- _Instrucciones_:
- a) Según el texto sobre Eduardo Robreño, ¿en qué año se publicó *Como me lo contaron, te lo cuento*?
- b) Enumera todos los títulos de libros de Eduardo Robreño que aparecen en el texto sobre este autor.

- _Texto_:
****************

Lecturas
¿Quién que ame La Habana no disfruta con la evocación de las esquinas habaneras que hizo Eduardo Robreño en uno de sus libros o con sus remembranzas del teatro Alhambra? Con sus crónicas sobre el Almendares Park y el tren de Zanja o con sus semblanzas de Jorge Anckermann, Gonzalo Roig y Federico Villoch, a quien, por su fecundidad creadora, llamó «el Lope criollo». Con gracejo y buen humor, el autor de Y escrito en este papel legó una memoria imprescindible de la capital de la Isla —con personajes, sucesos y lugares— que construyó con investigaciones y lecturas y, sobre todo, con el recuerdo de quien vivió plenamente la ciudad que lo vio nacer. Una memoria en la que no quedó fuera lo que le contaron y que supo transmitir al lector con estilo chispeante y lenguaje ameno.
Uno de sus libros, publicado en 1981, se titula Como me lo contaron, te lo cuento. Otro título suyo, de dos años después, es Como lo pienso, lo digo. Con relación a estos decía Eduardo Robreño:
«Sí, como lo pienso, lo digo. Al igual que en años anteriores, como me lo contaron, se lo conté a los lectores. En aquella oportunidad hube de concretarme en trasladar a la letra impresa vivencias ocurridas durante más de un siglo, que dieron lugar a lo anecdótico, en el que se entrelazaron hechos y personajes de otros tiempos, relacionados con la patria, el teatro, la política y la música».
Como lo pienso, lo digo, añadía, tiene otro carácter. Sus páginas se refieren al teatro cubano que presenta en su largo y fructífero existir facetas sui géneris que merecen ser conocidas.

****************

- _Datos proporcionados_:
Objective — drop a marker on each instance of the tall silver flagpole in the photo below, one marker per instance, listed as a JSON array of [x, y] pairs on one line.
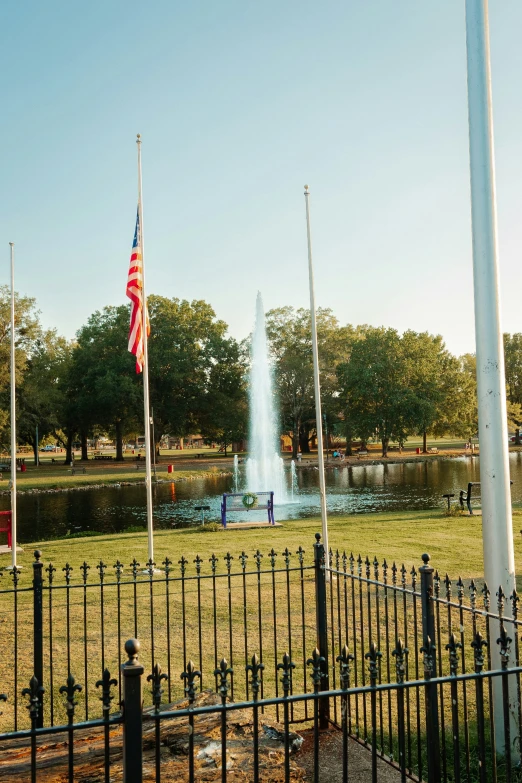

****************

- _Respuestas_:
- a) En 1981.

- b)
- *Y escrito en este papel*
- *Como me lo contaron, te lo cuento*
- *Como lo pienso, lo digo*